▶ INSTRUCTIONS FOR THE TASK
Pictures aside, print all of the data below exactly as written.

(Entries taken from a collection)
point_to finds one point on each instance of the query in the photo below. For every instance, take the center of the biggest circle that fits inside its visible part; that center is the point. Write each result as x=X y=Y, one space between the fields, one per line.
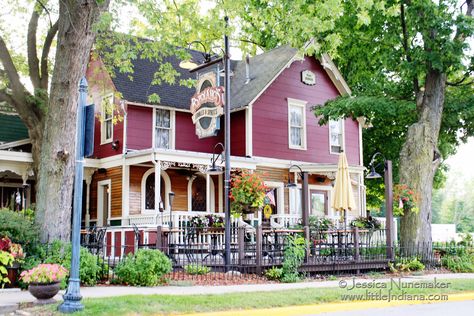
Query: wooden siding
x=270 y=118
x=115 y=175
x=100 y=84
x=139 y=127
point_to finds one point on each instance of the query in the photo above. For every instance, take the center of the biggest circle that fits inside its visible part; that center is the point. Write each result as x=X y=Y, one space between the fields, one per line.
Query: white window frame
x=300 y=104
x=172 y=127
x=104 y=121
x=343 y=138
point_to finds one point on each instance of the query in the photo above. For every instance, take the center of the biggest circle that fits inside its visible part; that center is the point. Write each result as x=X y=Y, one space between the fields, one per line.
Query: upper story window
x=107 y=128
x=336 y=136
x=164 y=128
x=296 y=124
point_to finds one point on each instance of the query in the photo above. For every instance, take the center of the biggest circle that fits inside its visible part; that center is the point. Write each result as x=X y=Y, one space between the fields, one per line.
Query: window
x=164 y=122
x=336 y=136
x=296 y=124
x=107 y=128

▶ RESPONSE FOR THIS EXERCISE
point_to finds one point on each instance of the query in the photo below. For every instance, take the center of the biggest circle that fits inside its visible part; that center is the point. Write each result as x=X y=Y, one space between the fields, one per line.
Query: wooden siding
x=270 y=118
x=115 y=175
x=100 y=84
x=139 y=127
point_to finds one point on each instance of the query in the photo above. For every instance, take the center of the biggest circle that fits inside its visible part; that center is the point. Write each result as x=X y=Y, one space between the fields, one per line.
Query: white window frame
x=300 y=104
x=172 y=127
x=104 y=121
x=343 y=138
point_to finds one point on each instance of the query in the photo above. For every instance, take the center of the biggest circle that fits inside its visible part; that center is the point. Write each result as x=X y=Y, one space between the fields, one per line.
Query: upper story window
x=107 y=128
x=336 y=136
x=164 y=128
x=296 y=124
point_to finds one point on each instance of the query in the photo above. For every instance, take the center of the biggest circle that fits inside its visible part; that center is the point. Write each result as x=X y=Y, one space between the fields, one per line.
Query: window
x=164 y=122
x=336 y=136
x=296 y=124
x=107 y=128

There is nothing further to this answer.